Rename "Target" to "Label" in the lines from the one containing "the wooden post" through the last line, and give those lines back with nothing else changed.
*** ROWS ***
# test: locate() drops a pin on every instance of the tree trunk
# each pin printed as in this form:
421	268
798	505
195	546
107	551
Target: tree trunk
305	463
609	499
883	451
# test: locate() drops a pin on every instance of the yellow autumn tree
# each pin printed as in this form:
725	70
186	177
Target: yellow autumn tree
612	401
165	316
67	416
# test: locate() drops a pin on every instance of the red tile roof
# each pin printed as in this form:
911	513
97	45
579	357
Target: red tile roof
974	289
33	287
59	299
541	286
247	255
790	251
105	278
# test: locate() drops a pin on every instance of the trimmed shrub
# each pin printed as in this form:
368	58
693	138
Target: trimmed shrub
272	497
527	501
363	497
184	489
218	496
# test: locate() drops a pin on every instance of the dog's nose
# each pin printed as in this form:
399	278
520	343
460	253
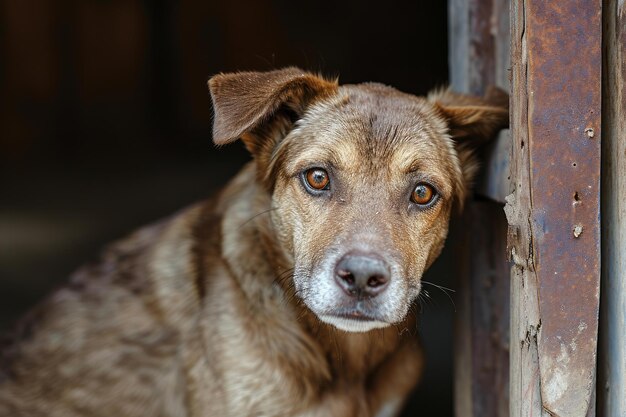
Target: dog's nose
362	275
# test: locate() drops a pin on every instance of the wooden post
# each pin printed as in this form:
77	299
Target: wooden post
479	57
553	213
612	361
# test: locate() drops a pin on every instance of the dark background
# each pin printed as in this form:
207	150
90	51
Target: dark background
105	121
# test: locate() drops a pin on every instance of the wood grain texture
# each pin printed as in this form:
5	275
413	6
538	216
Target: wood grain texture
***
#### ANSWER TO THIS PROBLEM
# test: locate() drops a pin on every instance of the wooden post
# each pin printed as in this form:
77	299
Label: wooden post
479	57
553	213
612	361
# test: locate() drops a pin on every instance of the dark background
# each pin printed as in this form:
207	150
90	51
Label: dark background
105	121
# test: locate() drops a pin on every instance of the wood grain texture
# each pin printed as in this form:
5	275
413	6
538	216
Label: wood grain texture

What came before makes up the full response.